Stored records
□ □ □ □ □

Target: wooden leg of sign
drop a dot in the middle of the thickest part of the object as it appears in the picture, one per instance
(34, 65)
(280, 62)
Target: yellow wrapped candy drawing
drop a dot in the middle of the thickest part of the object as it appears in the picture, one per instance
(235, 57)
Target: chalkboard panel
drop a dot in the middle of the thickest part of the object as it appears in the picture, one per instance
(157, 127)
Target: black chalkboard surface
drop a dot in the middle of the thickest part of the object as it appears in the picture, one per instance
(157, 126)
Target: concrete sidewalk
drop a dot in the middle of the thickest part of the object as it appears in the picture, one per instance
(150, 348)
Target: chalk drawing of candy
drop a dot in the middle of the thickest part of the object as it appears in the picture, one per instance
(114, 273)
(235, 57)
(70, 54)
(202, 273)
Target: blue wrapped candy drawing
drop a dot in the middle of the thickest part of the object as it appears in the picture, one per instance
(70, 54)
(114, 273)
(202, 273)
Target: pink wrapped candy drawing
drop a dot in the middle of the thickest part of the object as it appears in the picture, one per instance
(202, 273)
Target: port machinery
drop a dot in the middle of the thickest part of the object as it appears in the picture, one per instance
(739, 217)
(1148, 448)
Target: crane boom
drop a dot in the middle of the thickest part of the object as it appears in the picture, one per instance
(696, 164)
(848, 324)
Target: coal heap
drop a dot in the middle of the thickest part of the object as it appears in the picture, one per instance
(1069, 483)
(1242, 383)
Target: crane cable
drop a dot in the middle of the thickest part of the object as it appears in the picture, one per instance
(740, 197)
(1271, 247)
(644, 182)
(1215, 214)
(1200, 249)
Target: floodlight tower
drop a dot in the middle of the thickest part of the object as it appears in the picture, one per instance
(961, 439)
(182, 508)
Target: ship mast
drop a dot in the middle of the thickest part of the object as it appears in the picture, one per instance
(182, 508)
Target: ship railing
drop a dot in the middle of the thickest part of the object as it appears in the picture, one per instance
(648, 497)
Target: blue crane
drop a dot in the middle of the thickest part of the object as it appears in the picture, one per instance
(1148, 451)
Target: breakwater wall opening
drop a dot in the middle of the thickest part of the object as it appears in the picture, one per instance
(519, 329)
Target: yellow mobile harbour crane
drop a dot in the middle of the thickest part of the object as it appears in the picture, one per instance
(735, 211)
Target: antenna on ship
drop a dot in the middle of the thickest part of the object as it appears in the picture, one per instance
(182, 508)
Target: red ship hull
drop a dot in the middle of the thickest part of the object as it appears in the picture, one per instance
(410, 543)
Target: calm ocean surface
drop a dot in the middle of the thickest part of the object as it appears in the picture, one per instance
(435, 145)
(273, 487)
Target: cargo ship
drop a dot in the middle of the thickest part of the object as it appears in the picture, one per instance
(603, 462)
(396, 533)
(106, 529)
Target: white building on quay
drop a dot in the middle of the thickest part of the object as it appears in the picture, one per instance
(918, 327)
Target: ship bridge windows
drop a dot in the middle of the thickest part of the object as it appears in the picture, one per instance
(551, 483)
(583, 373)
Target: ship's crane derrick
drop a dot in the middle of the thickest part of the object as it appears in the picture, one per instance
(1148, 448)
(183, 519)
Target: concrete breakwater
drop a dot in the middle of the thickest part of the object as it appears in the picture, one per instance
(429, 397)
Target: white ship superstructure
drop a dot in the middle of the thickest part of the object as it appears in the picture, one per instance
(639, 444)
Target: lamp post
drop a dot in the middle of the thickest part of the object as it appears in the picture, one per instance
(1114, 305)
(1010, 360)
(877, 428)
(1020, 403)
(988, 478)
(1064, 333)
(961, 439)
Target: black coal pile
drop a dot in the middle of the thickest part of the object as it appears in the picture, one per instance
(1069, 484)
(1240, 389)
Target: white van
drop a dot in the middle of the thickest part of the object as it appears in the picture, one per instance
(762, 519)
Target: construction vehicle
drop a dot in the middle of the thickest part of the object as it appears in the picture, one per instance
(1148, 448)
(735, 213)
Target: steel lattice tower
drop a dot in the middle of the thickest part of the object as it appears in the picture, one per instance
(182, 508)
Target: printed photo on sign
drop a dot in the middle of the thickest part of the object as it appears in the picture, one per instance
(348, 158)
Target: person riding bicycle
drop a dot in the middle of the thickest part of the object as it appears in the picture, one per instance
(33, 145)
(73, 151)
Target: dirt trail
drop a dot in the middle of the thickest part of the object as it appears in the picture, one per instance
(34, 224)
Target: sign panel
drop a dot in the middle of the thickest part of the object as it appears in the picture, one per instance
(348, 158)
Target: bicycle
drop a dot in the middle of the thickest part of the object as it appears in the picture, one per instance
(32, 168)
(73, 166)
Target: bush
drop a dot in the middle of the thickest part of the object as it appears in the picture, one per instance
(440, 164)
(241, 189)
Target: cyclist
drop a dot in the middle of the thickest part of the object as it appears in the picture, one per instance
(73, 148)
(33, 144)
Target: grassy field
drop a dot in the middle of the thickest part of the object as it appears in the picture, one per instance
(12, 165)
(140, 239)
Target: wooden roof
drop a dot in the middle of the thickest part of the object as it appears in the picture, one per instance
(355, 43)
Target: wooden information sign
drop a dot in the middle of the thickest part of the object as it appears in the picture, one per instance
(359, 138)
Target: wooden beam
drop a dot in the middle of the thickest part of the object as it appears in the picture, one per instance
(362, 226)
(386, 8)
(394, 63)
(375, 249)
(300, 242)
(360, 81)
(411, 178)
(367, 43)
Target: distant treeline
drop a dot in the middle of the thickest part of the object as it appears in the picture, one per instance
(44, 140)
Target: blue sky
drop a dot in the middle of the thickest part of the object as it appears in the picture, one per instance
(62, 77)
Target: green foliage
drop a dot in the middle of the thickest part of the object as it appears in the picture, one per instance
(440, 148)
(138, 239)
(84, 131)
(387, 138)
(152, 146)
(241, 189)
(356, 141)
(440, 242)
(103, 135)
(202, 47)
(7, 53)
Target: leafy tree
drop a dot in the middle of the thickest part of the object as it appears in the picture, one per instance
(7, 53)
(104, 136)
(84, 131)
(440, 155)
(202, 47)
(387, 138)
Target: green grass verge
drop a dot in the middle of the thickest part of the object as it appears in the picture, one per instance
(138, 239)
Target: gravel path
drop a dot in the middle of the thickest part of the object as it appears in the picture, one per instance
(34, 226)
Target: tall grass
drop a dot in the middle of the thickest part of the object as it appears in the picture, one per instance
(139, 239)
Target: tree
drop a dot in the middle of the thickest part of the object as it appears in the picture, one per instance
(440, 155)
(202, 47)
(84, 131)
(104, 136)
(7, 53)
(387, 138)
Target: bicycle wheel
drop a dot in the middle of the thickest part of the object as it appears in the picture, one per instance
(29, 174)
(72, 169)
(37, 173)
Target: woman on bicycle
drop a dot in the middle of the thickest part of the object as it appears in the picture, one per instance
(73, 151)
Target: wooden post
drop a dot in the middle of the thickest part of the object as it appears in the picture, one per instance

□ □ □ □ □

**What you have to do:**
Rewrite the stretch from the line containing "Target: woman on bicycle" through the end of the data, switching "thickest" to "widest" and leaving everything else unchanged.

**Response to the exercise:**
Target: woman on bicycle
drop a dot in the middle of the widest part of the object as it appears in the picture, one per instance
(73, 151)
Target: wooden post
drop a dot in the middle of the widest part of the object as it appears in the picture, one per instance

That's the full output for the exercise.